Trust isn’t something we owe anyone else. (It’s more than respecting someone’s personhood.) If you are leery of trusting faceless strangers online, that just makes sense. Not giving someone a blank check, not handing over your car keys to a drunken friend—that’s simple prudence. And anyone who attempts to force your confidence is unlikely to be someone you’ll trust very far, if you're anything like me. 

 

There may be people, though, who would say it’s better, it’s ideal, to trust everyone. I can’t go that far. But I will stick my neck out to trust those I love and admire, and it’s important to me that they reciprocate so we can see and hear each other.

 

Color is coming on.


The larger scene

 

I have said before in this space that I am a lucky woman, despite having lost the love of my life. I live in a beautiful place and have what feels like meaningful work. (I believe in books!) I have in my life family, friends, a dog, many books, and lots of outdoor space to explore, thanks to continuing health. I have good neighbors. Given all these blessings, it’s not difficult for me most of the time to heed the wish, “Have a good day!” 

 

Because the majority of the inventory in my shop’s curated collection are used books, I am often asked, “Where do you get all your books?” and here’s my answer: I order most of my new books from Ingram, a national distributor, and a few I can’t get that way from self-published authors or small presses that don’t deal with Ingram, but the used books generally come to me. After over 32 years in the business, people with “too many books” either know me or easily find out that I’m here. Some of these books I buy outright, if they meet my criteria and budget; a very limited few I take on consignment; I frequently offer trade credit; sometimes, yes, books are simply given to me; but some I turn away (musty or otherwise unsalable), though always thanking the person who brought them in for thinking of me. However the books come to me, though, costly or free, I invest my judgment and my time.

_Stored data_
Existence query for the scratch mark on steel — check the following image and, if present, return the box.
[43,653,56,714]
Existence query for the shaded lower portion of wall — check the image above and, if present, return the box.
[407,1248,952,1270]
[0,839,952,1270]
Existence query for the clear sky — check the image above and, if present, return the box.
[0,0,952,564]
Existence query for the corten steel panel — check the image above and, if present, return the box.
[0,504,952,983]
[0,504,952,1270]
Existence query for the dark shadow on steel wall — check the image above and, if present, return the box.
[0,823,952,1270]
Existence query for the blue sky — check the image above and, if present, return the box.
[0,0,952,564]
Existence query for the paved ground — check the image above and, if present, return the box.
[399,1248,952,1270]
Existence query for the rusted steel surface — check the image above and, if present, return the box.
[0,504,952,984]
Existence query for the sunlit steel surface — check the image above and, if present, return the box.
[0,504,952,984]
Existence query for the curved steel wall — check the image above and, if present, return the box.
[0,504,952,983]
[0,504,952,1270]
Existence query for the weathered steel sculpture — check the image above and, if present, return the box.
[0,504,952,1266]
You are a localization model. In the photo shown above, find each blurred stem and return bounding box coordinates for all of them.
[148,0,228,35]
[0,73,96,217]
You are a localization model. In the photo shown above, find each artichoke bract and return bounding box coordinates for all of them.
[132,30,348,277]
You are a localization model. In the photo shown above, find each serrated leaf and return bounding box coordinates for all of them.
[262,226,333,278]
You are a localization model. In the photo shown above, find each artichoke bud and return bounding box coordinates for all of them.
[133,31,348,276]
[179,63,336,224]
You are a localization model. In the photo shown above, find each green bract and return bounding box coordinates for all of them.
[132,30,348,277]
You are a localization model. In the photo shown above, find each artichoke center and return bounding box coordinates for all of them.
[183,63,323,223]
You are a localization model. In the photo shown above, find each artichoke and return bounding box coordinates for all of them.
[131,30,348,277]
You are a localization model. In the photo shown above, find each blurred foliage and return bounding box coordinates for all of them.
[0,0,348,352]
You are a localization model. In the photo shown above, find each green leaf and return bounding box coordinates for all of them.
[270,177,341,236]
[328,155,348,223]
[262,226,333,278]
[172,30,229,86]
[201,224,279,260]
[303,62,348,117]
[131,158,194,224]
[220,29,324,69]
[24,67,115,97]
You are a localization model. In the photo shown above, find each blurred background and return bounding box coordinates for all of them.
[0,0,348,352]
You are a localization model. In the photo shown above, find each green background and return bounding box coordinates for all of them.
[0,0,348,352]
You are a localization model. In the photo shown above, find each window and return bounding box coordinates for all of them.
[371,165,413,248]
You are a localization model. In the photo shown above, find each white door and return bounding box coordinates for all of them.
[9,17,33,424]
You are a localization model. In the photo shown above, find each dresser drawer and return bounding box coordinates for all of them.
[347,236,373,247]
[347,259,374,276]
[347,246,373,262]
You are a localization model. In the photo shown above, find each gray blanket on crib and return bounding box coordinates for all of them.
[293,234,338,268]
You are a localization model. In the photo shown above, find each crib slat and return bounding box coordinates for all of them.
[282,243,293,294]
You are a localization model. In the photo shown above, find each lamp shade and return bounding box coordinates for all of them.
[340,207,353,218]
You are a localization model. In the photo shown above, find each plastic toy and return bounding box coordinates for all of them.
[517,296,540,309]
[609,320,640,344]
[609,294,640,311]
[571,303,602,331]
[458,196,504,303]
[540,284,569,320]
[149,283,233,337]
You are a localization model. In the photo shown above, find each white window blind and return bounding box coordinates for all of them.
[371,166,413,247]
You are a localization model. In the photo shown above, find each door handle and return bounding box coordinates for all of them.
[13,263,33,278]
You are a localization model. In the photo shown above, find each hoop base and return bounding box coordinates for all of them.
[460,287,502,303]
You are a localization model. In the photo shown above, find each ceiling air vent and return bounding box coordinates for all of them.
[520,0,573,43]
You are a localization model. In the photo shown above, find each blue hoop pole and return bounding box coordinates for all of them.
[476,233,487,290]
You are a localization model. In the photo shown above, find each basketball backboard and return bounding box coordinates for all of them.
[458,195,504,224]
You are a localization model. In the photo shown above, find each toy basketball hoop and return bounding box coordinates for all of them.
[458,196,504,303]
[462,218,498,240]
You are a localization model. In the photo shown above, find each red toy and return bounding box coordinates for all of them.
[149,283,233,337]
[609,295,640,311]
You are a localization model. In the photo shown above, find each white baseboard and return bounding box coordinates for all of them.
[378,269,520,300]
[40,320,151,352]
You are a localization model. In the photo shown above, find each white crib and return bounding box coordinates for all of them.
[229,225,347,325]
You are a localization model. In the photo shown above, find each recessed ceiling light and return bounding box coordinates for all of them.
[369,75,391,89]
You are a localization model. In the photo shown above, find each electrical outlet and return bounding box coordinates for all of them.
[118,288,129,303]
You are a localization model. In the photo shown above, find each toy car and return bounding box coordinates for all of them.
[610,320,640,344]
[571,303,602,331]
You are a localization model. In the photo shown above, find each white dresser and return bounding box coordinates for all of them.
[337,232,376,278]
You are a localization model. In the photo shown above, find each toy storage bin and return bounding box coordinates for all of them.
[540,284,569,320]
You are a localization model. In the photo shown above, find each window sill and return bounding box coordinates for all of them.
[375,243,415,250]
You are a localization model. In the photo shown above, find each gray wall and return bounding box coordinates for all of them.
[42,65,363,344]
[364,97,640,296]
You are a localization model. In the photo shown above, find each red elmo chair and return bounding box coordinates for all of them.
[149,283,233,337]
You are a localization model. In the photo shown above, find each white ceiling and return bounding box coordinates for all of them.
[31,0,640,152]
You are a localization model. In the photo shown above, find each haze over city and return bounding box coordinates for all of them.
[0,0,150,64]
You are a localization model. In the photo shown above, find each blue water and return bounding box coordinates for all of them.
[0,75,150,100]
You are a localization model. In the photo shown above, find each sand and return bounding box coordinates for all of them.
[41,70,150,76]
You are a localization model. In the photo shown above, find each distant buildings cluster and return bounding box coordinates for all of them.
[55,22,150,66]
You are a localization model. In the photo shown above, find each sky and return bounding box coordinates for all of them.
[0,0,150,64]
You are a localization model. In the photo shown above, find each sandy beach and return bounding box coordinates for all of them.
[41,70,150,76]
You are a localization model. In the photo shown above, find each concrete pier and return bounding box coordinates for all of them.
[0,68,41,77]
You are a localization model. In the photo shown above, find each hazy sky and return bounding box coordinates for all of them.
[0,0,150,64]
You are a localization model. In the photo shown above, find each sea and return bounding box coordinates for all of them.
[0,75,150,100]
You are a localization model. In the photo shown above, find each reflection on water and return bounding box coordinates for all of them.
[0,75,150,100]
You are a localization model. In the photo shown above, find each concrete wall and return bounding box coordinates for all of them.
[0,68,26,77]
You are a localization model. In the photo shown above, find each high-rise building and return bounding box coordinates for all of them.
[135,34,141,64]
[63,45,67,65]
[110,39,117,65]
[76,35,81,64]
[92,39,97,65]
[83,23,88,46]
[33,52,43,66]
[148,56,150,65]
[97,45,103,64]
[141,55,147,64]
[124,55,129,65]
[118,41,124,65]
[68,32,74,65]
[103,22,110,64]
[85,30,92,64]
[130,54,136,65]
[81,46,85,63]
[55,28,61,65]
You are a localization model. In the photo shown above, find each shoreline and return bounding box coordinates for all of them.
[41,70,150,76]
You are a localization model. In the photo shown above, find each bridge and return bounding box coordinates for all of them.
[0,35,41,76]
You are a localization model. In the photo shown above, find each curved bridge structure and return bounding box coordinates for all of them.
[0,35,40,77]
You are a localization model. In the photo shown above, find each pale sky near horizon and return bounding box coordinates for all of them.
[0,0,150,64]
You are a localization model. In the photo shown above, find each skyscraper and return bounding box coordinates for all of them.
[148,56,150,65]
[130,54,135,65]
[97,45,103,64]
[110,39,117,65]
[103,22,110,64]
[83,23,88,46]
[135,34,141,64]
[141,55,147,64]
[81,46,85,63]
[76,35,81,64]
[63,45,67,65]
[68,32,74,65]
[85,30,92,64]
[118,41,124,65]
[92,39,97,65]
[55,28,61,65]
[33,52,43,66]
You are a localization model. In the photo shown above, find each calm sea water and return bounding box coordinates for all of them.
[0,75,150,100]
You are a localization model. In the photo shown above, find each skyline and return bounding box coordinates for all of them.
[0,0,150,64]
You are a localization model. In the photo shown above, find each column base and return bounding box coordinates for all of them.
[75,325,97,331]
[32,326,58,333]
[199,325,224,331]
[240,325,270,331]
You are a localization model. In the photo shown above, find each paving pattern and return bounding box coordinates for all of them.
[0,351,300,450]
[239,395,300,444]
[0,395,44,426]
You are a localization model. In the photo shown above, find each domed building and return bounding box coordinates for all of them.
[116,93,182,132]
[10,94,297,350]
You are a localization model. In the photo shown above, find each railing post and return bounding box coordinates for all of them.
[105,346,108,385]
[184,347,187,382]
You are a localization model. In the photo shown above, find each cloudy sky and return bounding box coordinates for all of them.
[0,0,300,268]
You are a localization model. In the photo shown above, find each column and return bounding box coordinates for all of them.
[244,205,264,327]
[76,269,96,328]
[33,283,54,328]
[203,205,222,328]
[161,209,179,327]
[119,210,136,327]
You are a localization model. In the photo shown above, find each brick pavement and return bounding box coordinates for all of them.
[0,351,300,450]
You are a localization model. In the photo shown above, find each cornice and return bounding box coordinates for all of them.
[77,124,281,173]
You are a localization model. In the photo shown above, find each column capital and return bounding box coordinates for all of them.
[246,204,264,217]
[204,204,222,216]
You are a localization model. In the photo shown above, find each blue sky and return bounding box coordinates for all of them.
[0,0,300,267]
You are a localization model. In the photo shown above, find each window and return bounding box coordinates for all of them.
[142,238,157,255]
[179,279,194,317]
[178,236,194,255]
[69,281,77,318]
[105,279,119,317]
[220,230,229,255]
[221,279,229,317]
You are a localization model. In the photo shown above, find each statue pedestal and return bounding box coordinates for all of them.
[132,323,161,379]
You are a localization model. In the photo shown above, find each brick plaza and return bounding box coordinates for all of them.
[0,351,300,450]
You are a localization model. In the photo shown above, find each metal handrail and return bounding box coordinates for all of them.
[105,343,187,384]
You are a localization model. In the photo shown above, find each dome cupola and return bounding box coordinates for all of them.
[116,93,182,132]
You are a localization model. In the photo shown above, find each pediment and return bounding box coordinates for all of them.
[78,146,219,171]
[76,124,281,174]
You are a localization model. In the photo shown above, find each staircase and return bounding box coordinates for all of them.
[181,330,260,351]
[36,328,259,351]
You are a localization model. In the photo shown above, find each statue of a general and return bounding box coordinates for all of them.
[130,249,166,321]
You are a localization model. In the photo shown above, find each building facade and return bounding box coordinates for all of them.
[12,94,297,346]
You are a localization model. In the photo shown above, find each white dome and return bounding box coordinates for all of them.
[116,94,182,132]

_Problems and tasks_
**1)** In the essay on trust and books, which national distributor supplies most of the shop's new books?
**2)** Set down the essay on trust and books word for word, starting at "Trust isn’t something" and ending at "anything like me.".

_In response_
**1)** Ingram

**2)**
Trust isn’t something we owe anyone else. (It’s more than respecting someone’s personhood.) If you are leery of trusting faceless strangers online, that just makes sense. Not giving someone a blank check, not handing over your car keys to a drunken friend—that’s simple prudence. And anyone who attempts to force your confidence is unlikely to be someone you’ll trust very far, if you're anything like me.